TEXT SEGMENT:
---*---

As shown in FIG. 1, in this example, an image processing method is provided, including the following steps.

At step S110, a 2D image comprising at least one target object is obtained.

At step S120, first 2D coordinate of a first key point and second 2D coordinate of a second key point are obtained from the 2D image, wherein the first key point is an imaging point of a first part of the target object in the 2D image, and the second key point is an imaging point of a second part of the target object in the 2D image.

At step S130, relative coordinate is determined based on the first 2D coordinate and the second 2D coordinate, wherein the relative coordinate is used to characterize a relative position between the first part and the second part.

At step S140, the relative coordinate is projected into a virtual three-dimensional space and 3D coordinate corresponding to the relative coordinate is obtained, wherein the 3D coordinate is used to control a controlled device to perform predetermined operations. Here, the predetermined operations include, but are not limited to, coordinate conversion of the target object on the controlled device.

In this example, the 2D (two-dimensional) image comprising at least one target object is obtained. Here, the 2D image may be an image collected by any 2D camera, for example, the 2D image is an RGB image collected by a common RGB camera, or a YUV image. For another example, the 2D image may be a 2D image in a format of BGRA. In this example, the acquiring of the 2D image may be implemented with a monocular camera located on the controlled device. Alternatively, the monocular camera may be a camera connected to the controlled device. A collecting region of the camera and a viewing region of the controlled device at least partially overlap each other. For example, the controlled device is a game device such as a smart TV. The game device includes a display screen. The viewing region represents a region where the display screen can be viewed. The collecting region represents a region where image data can be collected by the camera. In an example, the collecting region of the camera overlaps with the viewing region.

In this example, the step S110 of obtaining the 2D image may include: collecting the 2D image using a two-dimensional (2D) camera, or receiving the 2D image from a collecting device.

The target objects may include human hands and torso. The 2D image may be an image including the human hands and torso. For example, the first part is the human hands, and the second part is the torso. For another example, the first part may be eyeballs of eyes, and the second part may be entire eyes. Still for another example, the first part may be human feet, and the second part may be the human torso.

In some examples, an imaging area of the first part in the 2D image is smaller than an imaging area of the second part in the 2D image.

In this example, both the first 2D coordinate and the second 2D coordinate may be coordinate values in a first 2D coordinate system. For example, the first 2D coordinate system may be a 2D coordinate system formed in a plane where the 2D image is located.

At the step S130, the relative coordinate characterizing the relative position between the first key point and the second key point is determined with reference to the first 2D coordinate and the second 2D coordinate. Then the relative coordinate is projected into the virtual three-dimensional space to obtain a 3D coordinate of the relative coordinate in the virtual three-dimensional space, the virtual three-dimensional space being a preset three-dimensional space. The 3D coordinate may be used for interactions related to a display interface and based on the 3D coordinate.

---*---

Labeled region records
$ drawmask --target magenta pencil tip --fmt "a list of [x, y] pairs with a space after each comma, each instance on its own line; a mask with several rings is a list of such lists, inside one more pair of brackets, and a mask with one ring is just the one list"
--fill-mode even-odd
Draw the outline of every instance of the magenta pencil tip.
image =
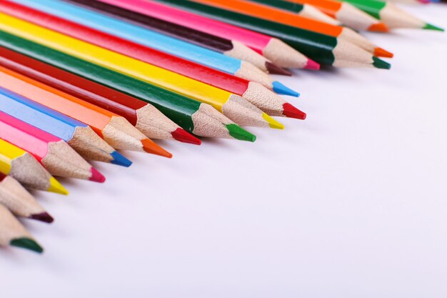
[[90, 181], [99, 183], [103, 183], [106, 181], [106, 177], [104, 177], [102, 174], [98, 172], [98, 170], [93, 167], [91, 167], [91, 177], [89, 179]]

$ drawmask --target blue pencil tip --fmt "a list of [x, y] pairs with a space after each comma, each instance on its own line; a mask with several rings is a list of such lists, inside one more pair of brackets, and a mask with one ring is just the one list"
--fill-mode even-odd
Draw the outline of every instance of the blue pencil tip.
[[278, 94], [290, 95], [291, 96], [295, 97], [298, 97], [300, 96], [299, 93], [291, 89], [288, 86], [283, 85], [278, 81], [273, 81], [272, 85], [273, 86], [273, 91]]
[[113, 159], [110, 162], [114, 164], [118, 164], [119, 166], [123, 166], [129, 167], [132, 164], [132, 162], [127, 159], [123, 155], [120, 154], [117, 152], [113, 152], [110, 155], [113, 157]]

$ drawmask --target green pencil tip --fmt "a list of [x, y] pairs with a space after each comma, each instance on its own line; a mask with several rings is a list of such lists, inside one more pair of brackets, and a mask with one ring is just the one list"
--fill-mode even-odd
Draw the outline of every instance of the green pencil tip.
[[256, 136], [249, 133], [237, 124], [228, 124], [226, 126], [228, 130], [230, 136], [234, 139], [248, 141], [255, 141], [256, 140]]
[[24, 248], [32, 250], [33, 252], [39, 252], [39, 254], [41, 254], [44, 252], [44, 249], [39, 245], [37, 242], [32, 239], [26, 237], [14, 239], [11, 240], [9, 244], [13, 247]]
[[389, 69], [391, 68], [391, 64], [384, 61], [383, 60], [379, 59], [376, 56], [373, 56], [373, 61], [374, 61], [373, 62], [373, 65], [377, 69]]
[[426, 24], [426, 26], [423, 28], [426, 30], [435, 30], [435, 31], [441, 31], [443, 32], [445, 30], [443, 28], [438, 27], [435, 25], [432, 25], [431, 24]]

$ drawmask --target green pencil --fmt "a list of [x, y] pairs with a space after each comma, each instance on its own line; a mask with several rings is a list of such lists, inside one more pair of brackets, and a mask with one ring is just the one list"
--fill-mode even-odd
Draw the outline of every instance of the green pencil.
[[331, 25], [341, 26], [341, 22], [328, 16], [325, 13], [317, 9], [314, 6], [308, 4], [300, 4], [298, 3], [288, 2], [283, 0], [250, 0], [251, 2], [256, 2], [274, 7], [288, 12], [294, 12], [300, 16], [313, 19], [317, 21], [328, 23]]
[[201, 136], [254, 141], [256, 136], [212, 106], [3, 31], [0, 46], [84, 77], [155, 106], [184, 129]]
[[444, 31], [406, 13], [390, 2], [375, 0], [341, 0], [348, 2], [385, 23], [389, 28], [413, 28]]
[[376, 67], [390, 64], [349, 41], [187, 0], [157, 0], [165, 4], [278, 38], [309, 58], [336, 67]]

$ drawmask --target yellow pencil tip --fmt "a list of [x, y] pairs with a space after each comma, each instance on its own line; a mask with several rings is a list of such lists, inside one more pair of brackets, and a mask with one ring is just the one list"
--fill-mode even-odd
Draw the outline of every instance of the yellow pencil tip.
[[54, 177], [50, 178], [50, 187], [47, 190], [56, 194], [69, 194], [69, 192]]
[[268, 126], [272, 129], [284, 129], [284, 125], [278, 122], [276, 120], [267, 115], [266, 113], [262, 113], [262, 117], [268, 122]]

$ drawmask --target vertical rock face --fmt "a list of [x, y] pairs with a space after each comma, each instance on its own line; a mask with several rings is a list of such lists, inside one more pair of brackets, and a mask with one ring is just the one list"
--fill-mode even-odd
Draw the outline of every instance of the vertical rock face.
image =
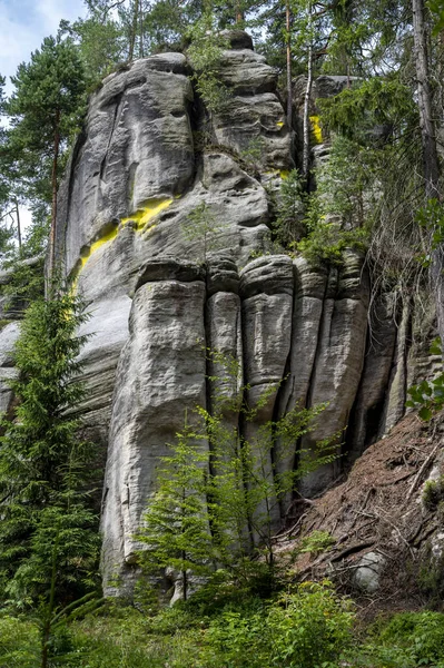
[[131, 580], [135, 538], [155, 492], [156, 464], [184, 425], [205, 406], [205, 282], [193, 263], [145, 266], [129, 317], [129, 338], [112, 401], [103, 495], [107, 581]]
[[[197, 405], [221, 405], [223, 419], [254, 443], [267, 421], [326, 404], [289, 452], [276, 443], [272, 475], [308, 461], [317, 441], [335, 435], [357, 454], [403, 412], [410, 315], [396, 327], [382, 296], [368, 331], [364, 258], [349, 252], [341, 267], [323, 267], [274, 252], [264, 184], [293, 168], [295, 137], [276, 72], [245, 33], [230, 41], [220, 72], [227, 104], [211, 119], [196, 104], [182, 55], [139, 60], [105, 79], [60, 190], [57, 252], [91, 313], [81, 411], [108, 451], [109, 593], [131, 588], [156, 464], [186, 411], [189, 419]], [[203, 149], [195, 130], [204, 126], [211, 143]], [[259, 149], [254, 170], [243, 159], [251, 148]], [[196, 210], [203, 225], [189, 235]], [[0, 353], [16, 335], [8, 327]], [[2, 366], [8, 375], [8, 361]], [[241, 389], [250, 406], [266, 397], [249, 423], [231, 410]], [[300, 491], [318, 493], [338, 469], [314, 472]], [[276, 528], [285, 511], [274, 504]]]

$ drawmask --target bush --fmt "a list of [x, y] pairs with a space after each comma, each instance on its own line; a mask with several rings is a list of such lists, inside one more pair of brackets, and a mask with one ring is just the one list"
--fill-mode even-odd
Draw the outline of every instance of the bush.
[[225, 610], [206, 633], [204, 667], [316, 668], [352, 642], [354, 613], [329, 583], [306, 582], [263, 610]]
[[36, 625], [10, 616], [0, 618], [0, 668], [34, 668], [38, 647]]
[[437, 480], [427, 480], [423, 492], [424, 508], [436, 510], [440, 502], [444, 500], [444, 475]]
[[444, 667], [444, 615], [402, 612], [374, 629], [363, 664], [375, 668]]

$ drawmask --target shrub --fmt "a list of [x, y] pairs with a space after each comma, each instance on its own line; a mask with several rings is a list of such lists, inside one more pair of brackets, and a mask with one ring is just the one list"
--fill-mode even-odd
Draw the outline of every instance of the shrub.
[[376, 629], [365, 652], [375, 668], [444, 666], [444, 615], [441, 612], [401, 612], [382, 627], [379, 622]]
[[203, 666], [324, 666], [351, 645], [353, 621], [352, 603], [328, 582], [305, 582], [264, 610], [225, 610], [208, 628]]
[[423, 492], [424, 508], [436, 510], [440, 502], [444, 499], [444, 475], [437, 480], [427, 480]]

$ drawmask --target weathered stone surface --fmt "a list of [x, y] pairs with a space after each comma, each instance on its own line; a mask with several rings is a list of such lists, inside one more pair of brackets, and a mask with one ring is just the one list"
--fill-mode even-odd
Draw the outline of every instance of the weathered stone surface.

---*---

WHAT YOU WILL DO:
1. From the image processing passage, extract the stretch from "In this example, the step" through "part in the 2D image.".
2. Answer these questions using the image processing passage:
(a) At which step is a 2D image comprising at least one target object obtained?
(b) What device is named as an example of a game device?
(c) In the example involving eyes, what is the first part?

SOLUTIONS TO THE PROBLEMS:
1.
In this example, the step S110 of obtaining the 2D image may include: collecting the 2D image using a two-dimensional (2D) camera, or receiving the 2D image from a collecting device.

The target objects may include human hands and torso. The 2D image may be an image including the human hands and torso. For example, the first part is the human hands, and the second part is the torso. For another example, the first part may be eyeballs of eyes, and the second part may be entire eyes. Still for another example, the first part may be human feet, and the second part may be the human torso.

In some examples, an imaging area of the first part in the 2D image is smaller than an imaging area of the second part in the 2D image.

2.
(a) Step S110
(b) A smart TV
(c) Eyeballs of eyes